*Text section*:
Another example is the cost of an annuity purchase when the participant group has already been offered a lump sum, or certain targeted annuity purchases have taken place on the population. Any of these can increase the ultimate cost of plan termination.
Plan termination may be the goal for some plan sponsors, but they ought to go into the process with eyes wide open on the potential cost and resources required. Early in the process, plan termination cost will not have a specific dollar amount; it will have a range. While advisors may tout how low the cost may be, in reality the cost could be higher. The final cost may not be known until it is too late to stop the process of termination. The prudent approach, if pursuing plan termination, is to have extra cash on hand in case the cost is toward the high end of the range, to fill any outstanding deficit once the process is nearing completion.

*Directions*:
1. Collect every row that contains the string "white", copying each one in full and treating uppercase and lowercase letters as distinct.
2. Carry on the passage about plan termination costs, beginning directly after its final sentence.

Coordinate annotation entries
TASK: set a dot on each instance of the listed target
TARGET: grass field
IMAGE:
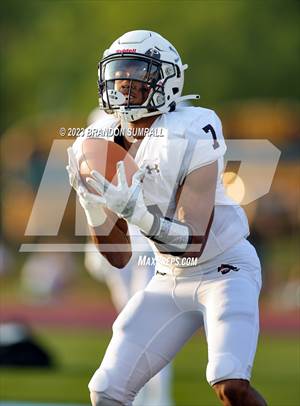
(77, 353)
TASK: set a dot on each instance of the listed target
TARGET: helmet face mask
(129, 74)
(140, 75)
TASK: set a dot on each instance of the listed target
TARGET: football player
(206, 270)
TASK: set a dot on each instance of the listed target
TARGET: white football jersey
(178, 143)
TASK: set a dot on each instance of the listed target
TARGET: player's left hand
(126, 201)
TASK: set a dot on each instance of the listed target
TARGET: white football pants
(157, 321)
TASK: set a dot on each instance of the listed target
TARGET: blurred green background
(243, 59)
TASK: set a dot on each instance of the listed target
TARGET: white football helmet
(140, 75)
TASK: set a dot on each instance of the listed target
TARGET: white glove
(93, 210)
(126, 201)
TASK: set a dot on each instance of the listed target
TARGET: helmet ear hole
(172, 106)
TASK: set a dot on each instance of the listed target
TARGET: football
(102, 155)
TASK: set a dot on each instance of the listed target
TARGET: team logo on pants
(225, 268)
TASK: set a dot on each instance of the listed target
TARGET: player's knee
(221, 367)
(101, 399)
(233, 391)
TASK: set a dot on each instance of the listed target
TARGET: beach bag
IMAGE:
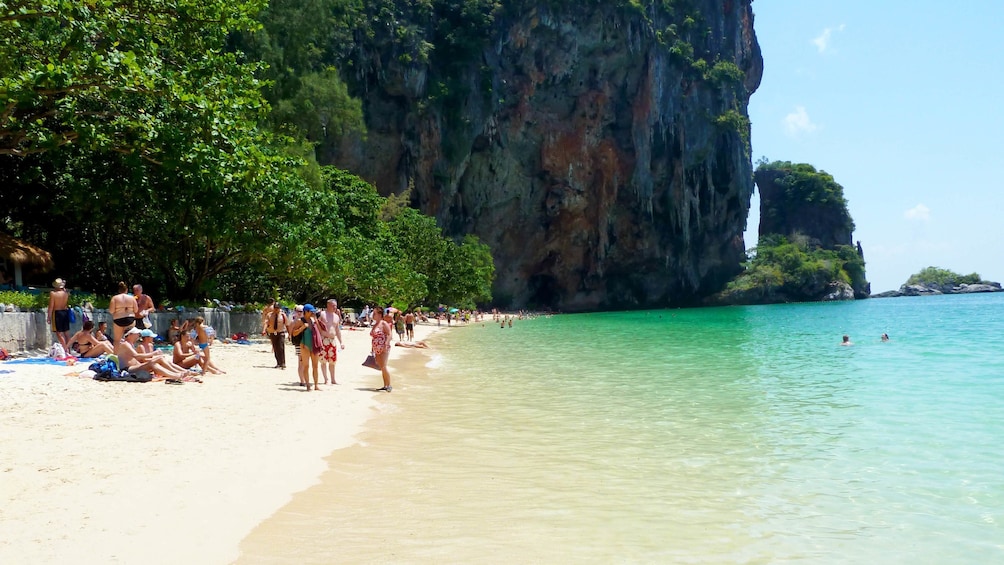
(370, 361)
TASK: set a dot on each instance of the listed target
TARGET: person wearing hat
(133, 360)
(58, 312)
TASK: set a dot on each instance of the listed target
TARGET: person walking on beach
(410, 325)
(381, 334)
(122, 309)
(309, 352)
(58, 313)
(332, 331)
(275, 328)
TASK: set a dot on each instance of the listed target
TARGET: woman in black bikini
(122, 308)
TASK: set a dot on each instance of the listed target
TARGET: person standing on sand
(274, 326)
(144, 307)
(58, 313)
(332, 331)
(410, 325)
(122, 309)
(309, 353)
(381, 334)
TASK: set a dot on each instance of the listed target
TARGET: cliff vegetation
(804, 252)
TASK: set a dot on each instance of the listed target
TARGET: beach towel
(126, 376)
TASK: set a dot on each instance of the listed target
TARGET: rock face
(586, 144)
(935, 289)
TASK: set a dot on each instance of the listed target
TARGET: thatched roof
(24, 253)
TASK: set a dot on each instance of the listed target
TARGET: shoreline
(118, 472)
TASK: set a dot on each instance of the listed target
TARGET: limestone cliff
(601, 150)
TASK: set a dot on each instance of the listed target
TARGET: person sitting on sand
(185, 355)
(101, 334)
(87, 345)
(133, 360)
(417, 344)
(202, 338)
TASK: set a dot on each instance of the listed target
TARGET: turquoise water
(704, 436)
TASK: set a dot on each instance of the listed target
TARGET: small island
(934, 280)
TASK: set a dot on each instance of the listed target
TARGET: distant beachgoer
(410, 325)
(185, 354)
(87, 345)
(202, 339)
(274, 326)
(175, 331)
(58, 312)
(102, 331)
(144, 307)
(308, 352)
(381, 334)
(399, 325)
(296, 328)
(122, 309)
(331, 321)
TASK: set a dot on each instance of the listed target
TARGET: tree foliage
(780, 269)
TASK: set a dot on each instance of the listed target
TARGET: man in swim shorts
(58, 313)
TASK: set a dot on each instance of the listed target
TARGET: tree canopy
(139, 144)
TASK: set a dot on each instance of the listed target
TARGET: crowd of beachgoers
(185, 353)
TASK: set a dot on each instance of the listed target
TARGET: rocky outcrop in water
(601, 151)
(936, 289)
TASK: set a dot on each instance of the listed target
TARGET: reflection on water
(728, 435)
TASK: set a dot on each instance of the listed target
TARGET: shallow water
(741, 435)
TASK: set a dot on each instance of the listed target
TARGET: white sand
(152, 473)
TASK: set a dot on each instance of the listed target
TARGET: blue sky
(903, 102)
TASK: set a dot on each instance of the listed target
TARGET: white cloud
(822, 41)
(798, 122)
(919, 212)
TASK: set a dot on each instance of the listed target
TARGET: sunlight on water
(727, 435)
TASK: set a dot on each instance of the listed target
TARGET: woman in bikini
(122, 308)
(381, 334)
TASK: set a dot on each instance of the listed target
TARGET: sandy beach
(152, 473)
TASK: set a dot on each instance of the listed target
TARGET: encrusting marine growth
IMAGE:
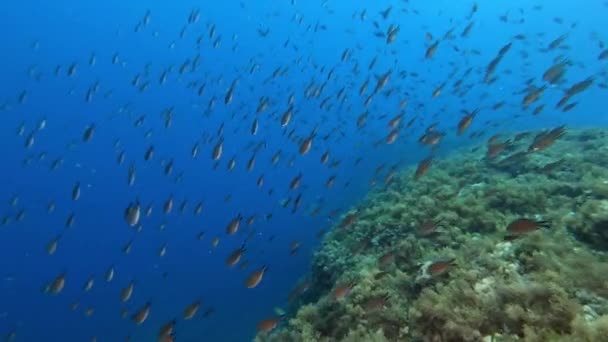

*Results of the exercise*:
1.
TARGET: white football jersey
TARGET: white football pants
TARGET: white football helmet
TARGET: white glove
TARGET: white sand
TARGET: white cloud

2.
Sponsors also ought to be cautious of estimates showing the cost of termination compared to the cost of maintaining the plan. This analysis will typically assess the present value of future costs, such as PBGC premiums, investment management fees and uncertainties like asset/liability mismatches. In reviewing this type of analysis, consider the following questions:
- Are active management fees netted out by expected outperformance of benchmarks?
- Are future expected investment returns taken into account to offset future costs?
- Has the impact of fixed income managers’ ability to partly or fully offset the impact of credit migration been taken into account?
- Is the impact of mortality assumption adjustments overstated?
- Is the liability estimate based on a discount rate using a broad market of bonds or a more selective group of bonds (which is typically harder to match with actual investments)?
While plan termination may be a key focus of the sponsoring organization, the additional cost in comparison to a maintaining/hibernating approach may be challenging to justify, when this cost is fairly represented.
Lump sums in a rising rate environment
For many plans, lump sum conversion interest rates are set for an entire year just prior to the plan year beginning. So, regardless of the interest rate experience during the year, lump sum amounts will not change. However, large lump sum cashouts typically trigger settlement accounting, which will value the transaction based on rates at the time of payout. This creates an interest rate arbitrage opportunity (from the sponsor’s perspective) when rates are falling.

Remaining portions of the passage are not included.